> Extrait du document
Dans son éditorial Renverser la dictature du capital ou la subir toujours plus et l’article Travailleurs des champs, travailleurs des villes  : sous le joug du capital de sa revue Lutte de Classe, Lutte Ouvrière fait des paysans de futures troupes du fascisme, troupes qui par contre ne pourront jamais, alliées au prolétariat, combattre le grand capital, comme cela eut par exemple lieu en Octobre 1917 :

Quant à Le Pen et Bardella, ils draguent les agriculteurs en leur parlant de souveraineté nationale. Plusieurs dirigeants de la Coordination rurale s’affichent pour le RN. Mais si Le Pen arrive au pouvoir, elle se soumettra comme les autres aux exigences des capitalistes et des financiers, oubliant les promesses faites aux agriculteurs comme aux travailleurs qui se laisseraient berner.

Cette idylle entre le RN et certains agriculteurs doit être un avertissement pour les travailleurs. Dans cette période où l’économie capitaliste s’enfonce dans la crise, les difficultés des petits agriculteurs, commerçants, artisans ne peuvent que s’aggraver et alimenter leur rage.

Encadrés par des démagogues d’extrême droite, ces petits patrons pourraient s’en prendre aux salariés qui ne travaillent « que 35h » ; aux chômeurs accusés de ne pas venir ramasser leurs pommes ; aux habitants des quartiers pauvres accusés d’être des assistés. S’en prendre aux travailleurs ne sauvera pas les petits patrons de la faillite, mais servira les intérêts des capitalistes.

Et encadrées par des ouvriers bolcheviks ? Que donneraient ces troupes ? Trotsky, chef d’une Armée rouge paysanne, dirigée par le prolétariat, n’a-t-il jamais existé ?

Certes le conditionnel "pourraient" est employé par LO, mais c’est un fatalisme pseudo-marxiste, l’attachement à la petite propriété, qui entraînerait les paysans, comme les artisans, du côté de la réaction :

Toutes ces contradictions font de ces petits patrons ou auto-entrepreneurs, enragés par leurs difficultés qui ne peuvent que s’aggraver dans cette période où l’économie capitaliste s’enfonce dans la crise, des forces potentielles pour agir sur un terrain extra-parlementaire  ; des troupes prêtes à faire le coup de poing contre des travailleurs en grève pour leur salaire, à s’en prendre aux chômeurs, accusés de ne pas vouloir travailler, ou à se mobiliser pour réclamer la réduction des droits sociaux, toujours trop coûteux à leurs yeux. La sympathie affichée pour le RN et les idées de souveraineté nationale par nombre d’agriculteurs mobilisés n’est pas anodine. Cela doit être un avertissement pour les travailleurs conscients.

> Données fournies
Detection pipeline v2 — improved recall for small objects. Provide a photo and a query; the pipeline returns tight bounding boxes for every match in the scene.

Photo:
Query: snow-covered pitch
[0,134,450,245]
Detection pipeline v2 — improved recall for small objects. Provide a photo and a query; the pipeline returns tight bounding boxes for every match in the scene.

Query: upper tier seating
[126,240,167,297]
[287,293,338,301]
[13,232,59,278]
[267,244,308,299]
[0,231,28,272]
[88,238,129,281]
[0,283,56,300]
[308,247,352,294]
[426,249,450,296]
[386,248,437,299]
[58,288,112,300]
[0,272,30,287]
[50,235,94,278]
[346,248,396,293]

> Consigne écrite 1
Résumez en deux phrases l'extrait sur Lutte Ouvrière et les paysans.
> Consigne écrite 2
Poursuivez l'extrait sur Lutte Ouvrière et les paysans à partir de l'endroit où il s'arrête.

> Réponse rédigée 1
L'extrait reproche à Lutte Ouvrière, dans un éditorial et un article de sa revue Lutte de Classe, de faire des paysans de futures troupes du fascisme, qui ne pourraient jamais combattre le grand capital aux côtés du prolétariat comme en Octobre 1917. Il cite ces textes, selon lesquels Le Pen et Bardella draguent les agriculteurs et ces petits patrons, encadrés par l'extrême droite, pourraient s'en prendre aux travailleurs, puis il qualifie cette vision de fatalisme pseudo-marxiste en rappelant l'exemple de Trotsky, chef d'une Armée rouge paysanne dirigée par le prolétariat.

> Réponse rédigée 2
(...)
le renversement du capitalisme, ne peut être portée que par ceux qui n’ont pas de propriété, de terres ou de petite entreprise à défendre, par ceux qui n’ont que leur force de travail pour vivre, c’est-à-dire les travailleurs salariés.

Ainsi, un glissement verbal fait des "petits agriculteurs, commerçants, artisans", les transforme en : "ces petits patrons ou auto-entrepreneurs". Du point de vue marxiste, un patron est un exploiteur de la main d’oeuvre salariées. Pour LO, cette catégorie de l’économie marxiste disparait, un "petit agriculteur" ou "commerçant" ou "auto-entrepreneur" qui ne vivraient que de leur travail sont mis dans le même sac qu’un patron qui a quelques salariés !

La distinction entre bourgeois et prolétaires n’existe pas pour LO dans les campagnes.

Lutte Ouvrière excite la rivalité des ouvriers contre les paysans, qui seraient "bien traités" par la police :

Cette révolte des exploitants agricoles a été traitée par le gouvernement avec une bienveillance qui tranchait avec la fermeté affichée face aux luttes des travailleurs salariés ou à la répression menée contre les gilets jaunes.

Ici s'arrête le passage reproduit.